SELECTED TEXT>
———

However, with these new cross-channel opportunities come new challenges, and perhaps going somewhat unnoticed and unattended is the impact to store operations. Perhaps the most common cross-channel activity among consumers today involves completing research online prior to making a purchase in the store, but a number of other permutations have materialized to keep customers happy—and sales on the books:

• Buy online/pick up in store;
• Buy anywhere/ship from store to home;
• Buy online/transfer to store for pick up;
• Research online/reserve in store;
• Buy online/return to store; and
• Endless aisle buy in store/ship to store or home

But new channels, along with new services, bring new challenges. Retailers need new and improved store systems and processes in place to address this business problem.

To transform a store from simply being an end-point in the supply chain and a gateway for the in-store shopper into a fully functional “node” in the supply chain, the following technology capabilities must exist:

• Inventory Management: Tightly managing the flow of merchandise into the retail store is the first step in improving inventory accuracy, which is the life-blood of any cross-channel retail enablement initiative. Retailers should look for solutions that offer the ability to receive goods into the store electronically and perform and audit quality inspections. For retailers that receive shipments directly from external vendors, they should also look for the flexibility to print store specific price tickets at the point of receipt.

• Order Fulfillment: Both cross-channel and endless-aisle initiatives involve better leveraging inventory assets residing at the store to fulfill customer orders. This approach ensures sales opportunities are not lost and takes advantage of the most cost-effective fulfillment strategy. Retailers should look for the ability to negotiate and accept orders being fulfilled from their store locations as well as direct store associates to pull merchandise from the retail shelves efficiently and either pack and ship, or hold, depending on the customer-delivery model.

For goods being shipped to other store locations for pick-up or direct to the consumer’s home, retailers will require the ability to leverage common parcel carriers dynamically to perform rate shopping, generate shipping labels and documentation, track the shipments, and possibly capture electronic signatures for proof of delivery.

———

PROBLEM 1> Transcribe the retail passage from "To transform a" up to and including "point of receipt.".
The rows that follow are separate from the retail passage and unrelated to it.

———

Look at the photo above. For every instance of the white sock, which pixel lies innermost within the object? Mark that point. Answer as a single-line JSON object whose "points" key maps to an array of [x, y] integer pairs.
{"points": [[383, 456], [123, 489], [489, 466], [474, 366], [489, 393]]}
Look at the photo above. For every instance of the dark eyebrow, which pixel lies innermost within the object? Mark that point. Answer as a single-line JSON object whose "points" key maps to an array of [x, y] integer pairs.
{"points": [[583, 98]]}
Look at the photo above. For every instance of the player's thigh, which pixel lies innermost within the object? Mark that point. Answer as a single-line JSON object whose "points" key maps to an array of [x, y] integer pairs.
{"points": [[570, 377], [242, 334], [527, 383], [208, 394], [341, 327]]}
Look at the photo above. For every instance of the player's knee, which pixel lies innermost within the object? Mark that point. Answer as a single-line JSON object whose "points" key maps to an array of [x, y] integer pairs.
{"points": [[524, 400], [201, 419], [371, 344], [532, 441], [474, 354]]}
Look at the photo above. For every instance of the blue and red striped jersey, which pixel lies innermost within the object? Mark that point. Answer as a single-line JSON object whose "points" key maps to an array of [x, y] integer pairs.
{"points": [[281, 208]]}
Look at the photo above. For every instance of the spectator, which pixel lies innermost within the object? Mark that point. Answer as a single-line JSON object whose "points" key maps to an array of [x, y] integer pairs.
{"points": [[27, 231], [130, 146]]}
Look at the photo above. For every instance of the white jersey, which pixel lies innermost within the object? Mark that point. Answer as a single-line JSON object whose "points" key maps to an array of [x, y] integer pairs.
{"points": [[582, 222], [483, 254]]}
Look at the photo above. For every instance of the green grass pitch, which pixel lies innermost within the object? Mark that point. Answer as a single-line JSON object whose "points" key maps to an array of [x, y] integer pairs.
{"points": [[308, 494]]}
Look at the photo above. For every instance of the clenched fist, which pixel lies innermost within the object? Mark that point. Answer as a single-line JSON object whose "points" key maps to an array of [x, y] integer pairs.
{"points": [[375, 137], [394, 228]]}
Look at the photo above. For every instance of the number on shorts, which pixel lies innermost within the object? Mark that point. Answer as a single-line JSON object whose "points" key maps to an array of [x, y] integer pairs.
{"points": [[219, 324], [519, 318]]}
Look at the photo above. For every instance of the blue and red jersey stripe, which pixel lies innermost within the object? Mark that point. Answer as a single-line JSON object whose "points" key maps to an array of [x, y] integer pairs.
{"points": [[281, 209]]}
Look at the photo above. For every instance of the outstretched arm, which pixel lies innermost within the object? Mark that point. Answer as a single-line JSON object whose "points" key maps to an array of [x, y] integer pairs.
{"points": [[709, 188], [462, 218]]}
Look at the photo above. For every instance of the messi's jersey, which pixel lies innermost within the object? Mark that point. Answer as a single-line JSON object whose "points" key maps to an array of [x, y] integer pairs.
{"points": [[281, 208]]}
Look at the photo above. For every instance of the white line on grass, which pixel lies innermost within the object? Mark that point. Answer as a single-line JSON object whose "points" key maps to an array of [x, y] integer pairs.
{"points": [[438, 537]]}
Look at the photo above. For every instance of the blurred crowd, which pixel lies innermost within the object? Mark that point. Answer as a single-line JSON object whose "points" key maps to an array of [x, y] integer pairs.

———

PROBLEM 2> How many rows contain the string "white", with case counting? Reply with the number only.

EXERCISE SOLUTION 1>
To transform a store from simply being an end-point in the supply chain and a gateway for the in-store shopper into a fully functional “node” in the supply chain, the following technology capabilities must exist:

• Inventory Management: Tightly managing the flow of merchandise into the retail store is the first step in improving inventory accuracy, which is the life-blood of any cross-channel retail enablement initiative. Retailers should look for solutions that offer the ability to receive goods into the store electronically and perform and audit quality inspections. For retailers that receive shipments directly from external vendors, they should also look for the flexibility to print store specific price tickets at the point of receipt.

EXERCISE SOLUTION 2> 3